Can you write out the text on beta-casomorphins, everything from "Not only do" down to "that prevent diarrhea."?

* Exercise passage:
--

Not only do beta-casomorphins arrive in the gut in greater concentrations during an infant’s first few days, but the odds that a given molecule will make it through the gut wall and into the bloodstream are higher in young infants because they have especially leaky gut walls. “The high level of both beta-casomorphins in colostrum suggests that these peptides may affect not only the gastrointestinal tract but also the whole organism after passing the gut barrier,” Jarmolowska et al conclude.
So what biological effects might these be? The authors pick up on a few of them, the first of which is the regulation of gastrointestinal function and development. Suggestive evidence for this comes from other work that has, for instance, linked casomorphins to changes in intestinal electrolyte transport that prevent diarrhea.

--

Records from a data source
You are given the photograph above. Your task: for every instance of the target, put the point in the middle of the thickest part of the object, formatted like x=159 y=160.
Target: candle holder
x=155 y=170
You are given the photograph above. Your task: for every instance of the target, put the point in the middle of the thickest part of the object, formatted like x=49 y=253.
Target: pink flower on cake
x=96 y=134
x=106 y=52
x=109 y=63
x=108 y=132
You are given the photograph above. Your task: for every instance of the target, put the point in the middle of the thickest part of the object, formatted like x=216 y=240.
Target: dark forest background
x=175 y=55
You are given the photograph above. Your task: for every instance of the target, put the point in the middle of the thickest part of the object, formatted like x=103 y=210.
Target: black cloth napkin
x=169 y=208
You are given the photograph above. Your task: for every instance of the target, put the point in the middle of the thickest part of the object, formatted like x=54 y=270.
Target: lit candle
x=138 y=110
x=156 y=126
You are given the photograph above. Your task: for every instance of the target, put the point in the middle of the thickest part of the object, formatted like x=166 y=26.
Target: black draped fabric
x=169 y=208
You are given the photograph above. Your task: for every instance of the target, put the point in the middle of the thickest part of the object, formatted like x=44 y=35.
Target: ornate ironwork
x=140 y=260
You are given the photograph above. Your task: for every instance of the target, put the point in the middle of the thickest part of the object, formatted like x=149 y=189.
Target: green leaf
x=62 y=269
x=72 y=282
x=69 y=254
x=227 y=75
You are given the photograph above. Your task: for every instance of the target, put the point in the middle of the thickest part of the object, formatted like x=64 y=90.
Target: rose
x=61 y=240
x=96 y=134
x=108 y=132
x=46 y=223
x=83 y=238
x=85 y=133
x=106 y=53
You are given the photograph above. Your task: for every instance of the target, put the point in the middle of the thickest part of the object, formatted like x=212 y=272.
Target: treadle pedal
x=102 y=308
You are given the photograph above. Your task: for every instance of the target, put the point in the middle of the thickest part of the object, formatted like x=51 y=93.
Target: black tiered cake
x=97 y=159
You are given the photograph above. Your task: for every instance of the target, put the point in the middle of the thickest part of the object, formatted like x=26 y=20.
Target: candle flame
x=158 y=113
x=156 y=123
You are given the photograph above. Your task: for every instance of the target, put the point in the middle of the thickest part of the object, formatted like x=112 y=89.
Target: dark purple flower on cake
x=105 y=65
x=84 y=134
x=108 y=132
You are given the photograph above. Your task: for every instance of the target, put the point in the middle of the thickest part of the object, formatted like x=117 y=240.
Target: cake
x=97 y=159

--

* Solved problem:
Not only do beta-casomorphins arrive in the gut in greater concentrations during an infant’s first few days, but the odds that a given molecule will make it through the gut wall and into the bloodstream are higher in young infants because they have especially leaky gut walls. “The high level of both beta-casomorphins in colostrum suggests that these peptides may affect not only the gastrointestinal tract but also the whole organism after passing the gut barrier,” Jarmolowska et al conclude.
So what biological effects might these be? The authors pick up on a few of them, the first of which is the regulation of gastrointestinal function and development. Suggestive evidence for this comes from other work that has, for instance, linked casomorphins to changes in intestinal electrolyte transport that prevent diarrhea.